> [OBJETIVO 1] Reescreva em tópicos, de forma mais breve, o parágrafo do texto sobre Débora que começa com "Em seguida lançou". Mantenha os fatos principais.

> [TEXTO SELECIONADO]
---------------

Aquela história de “fim do sonho do filho perfeito” parecia perder o sentido…
Em seguida lançou o seu “Débora conta Histórias”, livro de fábulas inclusivas, pelo selo Alfaguara da Editora Objetiva, com apresentação do jurista Renan Lotufo, Professor de Direito Civil da PUCSP, e do imortal João Ubaldo Ribeiro. O lançamento, em Natal, foi um sucesso retumbante. Cerca de trezentos e cinquenta livros vendidos em uma só noite, feito raríssimo, segundo os especialistas. Logo depois peregrinou por Recife, Maceió, Rio de Janeiro, São Paulo e Cuiabá, dando conferências e lançando seu livro. Até ao Japão sua história chegou, em entrevista ao Yomiuri Shinbun, jornal de maior tiragem diária no mundo.
Em fevereiro deste ano, Débora foi convidada para participar de painel em evento relativo ao Dia Internacional da Síndrome de Down, que ocorreu ontem, na Organização das Nações Unidas – ONU, em Nova Iorque.
Foi um momento de superior emoção para nossa família. Poucos brasileiros chegaram até ali, um dos principais foros de debates e resoluções do mundo. Débora foi a primeira mulher potiguar a fazê-lo.
Fácil perceber que, ao longo de sua vida, ela galgou conquistas significativas. Todavia, especialmente nos últimos anos, Débora vem nos mostrando que limites pouco representam, quando verdadeiramente se tem algum objetivo em mente. É bem verdade que esse é um chavão antigo, mas sua repetição é válida diante de caso que tão bem o exemplifica.

---------------

> [OBJETIVO 2] Informe quantas linhas abaixo contêm a palavra "price". Responda apenas com o número.

---------------

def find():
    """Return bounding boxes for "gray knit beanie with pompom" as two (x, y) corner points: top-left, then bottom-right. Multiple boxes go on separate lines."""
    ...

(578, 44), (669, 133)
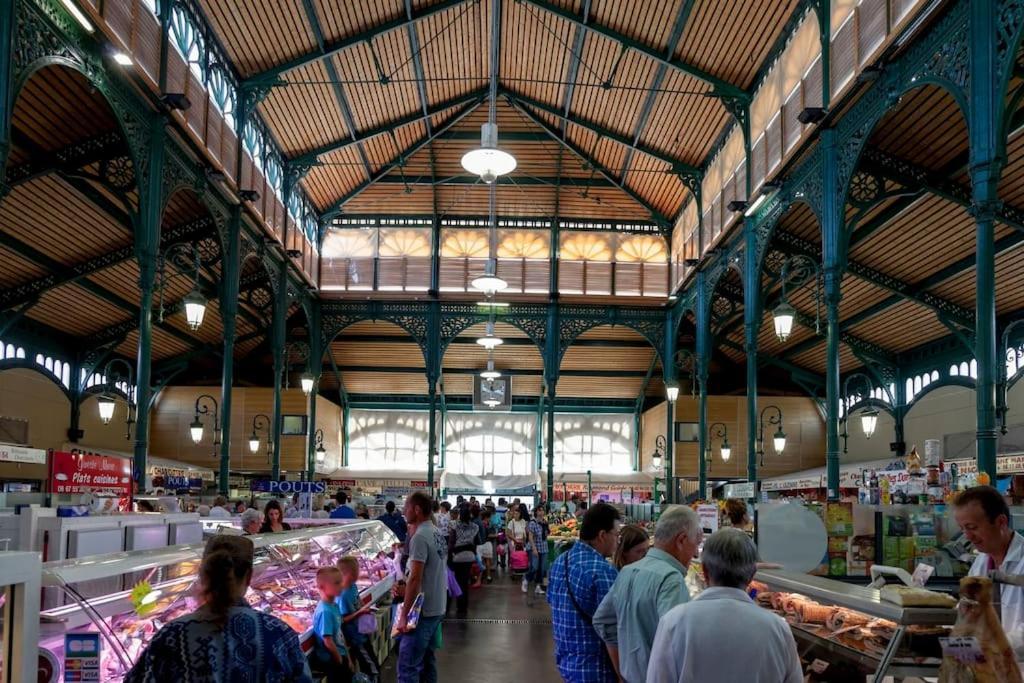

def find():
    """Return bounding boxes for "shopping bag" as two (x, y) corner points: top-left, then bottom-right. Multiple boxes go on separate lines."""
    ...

(355, 614), (377, 636)
(509, 550), (529, 571)
(449, 569), (462, 598)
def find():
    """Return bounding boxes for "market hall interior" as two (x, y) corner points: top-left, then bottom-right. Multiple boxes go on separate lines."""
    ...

(0, 0), (1024, 680)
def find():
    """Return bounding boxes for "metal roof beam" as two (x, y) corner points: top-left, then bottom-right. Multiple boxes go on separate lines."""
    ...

(858, 146), (1024, 231)
(517, 0), (751, 99)
(502, 89), (703, 178)
(378, 175), (618, 188)
(501, 96), (672, 229)
(242, 0), (480, 86)
(321, 99), (482, 218)
(0, 218), (214, 310)
(288, 88), (485, 166)
(614, 0), (694, 182)
(325, 364), (647, 379)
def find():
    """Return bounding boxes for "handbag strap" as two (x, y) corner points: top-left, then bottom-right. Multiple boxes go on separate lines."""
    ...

(563, 548), (594, 626)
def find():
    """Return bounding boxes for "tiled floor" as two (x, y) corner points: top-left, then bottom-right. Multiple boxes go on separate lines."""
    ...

(382, 577), (561, 683)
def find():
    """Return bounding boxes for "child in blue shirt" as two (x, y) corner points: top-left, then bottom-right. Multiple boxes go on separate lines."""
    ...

(313, 567), (352, 683)
(338, 556), (380, 680)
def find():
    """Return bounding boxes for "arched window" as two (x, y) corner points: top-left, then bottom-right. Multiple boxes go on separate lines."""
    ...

(170, 5), (206, 82)
(207, 65), (236, 130)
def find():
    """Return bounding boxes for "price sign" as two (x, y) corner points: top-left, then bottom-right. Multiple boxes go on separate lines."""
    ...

(65, 633), (99, 683)
(939, 636), (985, 665)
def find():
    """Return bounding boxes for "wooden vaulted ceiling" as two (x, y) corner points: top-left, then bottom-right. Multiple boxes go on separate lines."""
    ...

(0, 67), (268, 365)
(716, 81), (1024, 375)
(201, 0), (797, 219)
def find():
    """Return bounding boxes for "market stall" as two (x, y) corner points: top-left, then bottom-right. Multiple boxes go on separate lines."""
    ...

(32, 520), (397, 683)
(554, 472), (654, 503)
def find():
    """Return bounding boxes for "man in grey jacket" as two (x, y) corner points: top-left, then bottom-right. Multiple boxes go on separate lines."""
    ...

(594, 505), (703, 683)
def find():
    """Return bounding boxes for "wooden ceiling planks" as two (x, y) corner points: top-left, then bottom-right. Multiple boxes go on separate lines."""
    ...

(0, 175), (132, 265)
(260, 60), (352, 157)
(200, 0), (316, 78)
(412, 2), (492, 104)
(868, 85), (968, 170)
(676, 0), (799, 88)
(11, 67), (118, 152)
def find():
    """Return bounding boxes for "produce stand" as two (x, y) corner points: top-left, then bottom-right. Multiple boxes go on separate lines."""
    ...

(755, 569), (956, 681)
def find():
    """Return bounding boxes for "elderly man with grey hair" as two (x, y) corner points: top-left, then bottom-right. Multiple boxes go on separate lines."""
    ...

(594, 505), (703, 683)
(647, 528), (804, 683)
(242, 508), (263, 536)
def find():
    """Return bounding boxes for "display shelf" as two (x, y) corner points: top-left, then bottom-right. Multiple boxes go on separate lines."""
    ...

(34, 520), (397, 681)
(755, 569), (956, 626)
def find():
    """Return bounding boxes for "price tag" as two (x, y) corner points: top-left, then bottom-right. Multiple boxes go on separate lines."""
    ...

(811, 659), (828, 674)
(939, 636), (985, 664)
(910, 564), (935, 588)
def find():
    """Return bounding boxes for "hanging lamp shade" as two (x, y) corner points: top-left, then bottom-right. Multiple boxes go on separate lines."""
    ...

(96, 395), (115, 425)
(188, 415), (203, 445)
(184, 288), (206, 331)
(772, 301), (797, 342)
(462, 123), (516, 184)
(860, 409), (879, 438)
(772, 427), (785, 456)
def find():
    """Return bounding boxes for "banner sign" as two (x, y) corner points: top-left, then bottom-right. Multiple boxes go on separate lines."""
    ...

(0, 443), (46, 465)
(250, 479), (327, 494)
(50, 451), (131, 497)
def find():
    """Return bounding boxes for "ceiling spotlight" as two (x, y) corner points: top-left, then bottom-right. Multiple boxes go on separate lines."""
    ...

(160, 92), (191, 112)
(462, 123), (516, 184)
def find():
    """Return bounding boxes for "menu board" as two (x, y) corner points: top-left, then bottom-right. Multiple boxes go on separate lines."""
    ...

(50, 451), (131, 498)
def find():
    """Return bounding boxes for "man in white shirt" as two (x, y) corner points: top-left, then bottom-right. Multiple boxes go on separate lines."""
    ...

---------------

> [RESPOSTA CORRETA 1]
- Débora lançou "Débora conta Histórias", livro de fábulas inclusivas, pelo selo Alfaguara da Editora Objetiva.
- A apresentação é do jurista Renan Lotufo, professor de Direito Civil da PUCSP, e do imortal João Ubaldo Ribeiro.
- No lançamento em Natal, cerca de trezentos e cinquenta livros foram vendidos em uma só noite. Segundo os especialistas, é um feito raríssimo.
- Depois, ela passou por Recife, Maceió, Rio de Janeiro, São Paulo e Cuiabá, dando conferências e lançando o livro.
- Sua história chegou ao Japão, em entrevista ao Yomiuri Shinbun, jornal de maior tiragem diária no mundo.

> [RESPOSTA CORRETA 2] 2